## Set problem 1:
In the entries, from the line with "Task: point: the dark" through the end of the entries, swap "parentheses" for "round brackets" and write those lines out again with nothing else changed.

## Selected extract:
By the end of this section, students will be able to explain the purpose of the Essential Eight, understand why it was developed by the Australian Signals Directorate, and describe how it protects organisations against modern cyber threats. They will be able to articulate the differences between cyber threats such as ransomware, credential theft, and privilege escalation, and understand how these threats influence the Essential Eight controls. Students will also be able to describe the Essential Eight maturity model (Levels 0–3) and interpret how maturity levels are used to measure control effectiveness. This section prepares students with the foundational knowledge required to engage confidently with the more technical modules in the course.
This lesson provides a background on the Essential Eight and how it was developed
This lesson provides important links to Essential Eight resources.
This lesson describes why it’s important to understand the cyber threat landscape they are designed to protect us from.
This lesson takes a high-level look at the Essential Eight itself before learning about each in depth.
This lesson teaches you about the maturity model used across Australia to measure how effectively an organisation has implemented the eight controls and to determine whether their defences match modern cyber threats
By the end of this section, students will be able to explain what Application Control does, why allowlisting prevents malware, how attackers try to bypass weak controls and guidance for implementing.
Students will be able to explain the purpose of application patching, why vulnerabilities must be prioritised, how to apply updates effectively and receive guidance for implementing.
Students will understand how macro attacks work, why untrusted macros are dangerous, how to configure Microsoft Office to reduce risk and receive guidance for implementing.
Students will learn how to disable risky features in browsers, PDF readers and other applications as well as receiving guidance for implementing.

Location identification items

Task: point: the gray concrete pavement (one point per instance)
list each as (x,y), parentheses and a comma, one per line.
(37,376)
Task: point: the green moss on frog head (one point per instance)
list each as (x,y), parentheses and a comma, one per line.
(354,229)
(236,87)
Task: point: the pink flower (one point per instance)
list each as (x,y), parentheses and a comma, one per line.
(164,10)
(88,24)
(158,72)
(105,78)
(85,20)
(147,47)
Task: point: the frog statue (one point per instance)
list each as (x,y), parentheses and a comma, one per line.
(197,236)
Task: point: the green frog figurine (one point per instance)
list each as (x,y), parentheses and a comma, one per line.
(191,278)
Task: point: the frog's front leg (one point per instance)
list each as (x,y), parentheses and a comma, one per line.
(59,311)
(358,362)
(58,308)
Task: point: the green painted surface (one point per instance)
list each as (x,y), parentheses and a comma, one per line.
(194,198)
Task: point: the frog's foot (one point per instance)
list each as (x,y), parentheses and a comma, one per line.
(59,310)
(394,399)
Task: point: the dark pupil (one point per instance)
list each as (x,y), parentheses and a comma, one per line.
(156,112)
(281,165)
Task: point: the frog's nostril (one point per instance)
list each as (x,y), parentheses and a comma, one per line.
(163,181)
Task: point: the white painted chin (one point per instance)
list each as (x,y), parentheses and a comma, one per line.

## Set problem 2:
Based on the course outline, say yes or no to each statement and quote the words that decide it: (a) The Essential Eight was developed by the Australian Signals Directorate. (b) The Essential Eight maturity model runs from Level 0 to Level 5. (c) Students learn how to set up Microsoft Office to lower risk.

## Task response 1:
Task: point: the dark pupil (one point per instance)
list each as (x,y), round brackets and a comma, one per line.
(156,112)
(281,165)
Task: point: the frog's nostril (one point per instance)
list each as (x,y), round brackets and a comma, one per line.
(163,181)
Task: point: the white painted chin (one point per instance)
list each as (x,y), round brackets and a comma, one per line.

## Task response 2:
(a) Yes: "understand why it was developed by the Australian Signals Directorate"
(b) No: "the Essential Eight maturity model (Levels 0–3)"
(c) Yes: "how to configure Microsoft Office to reduce risk"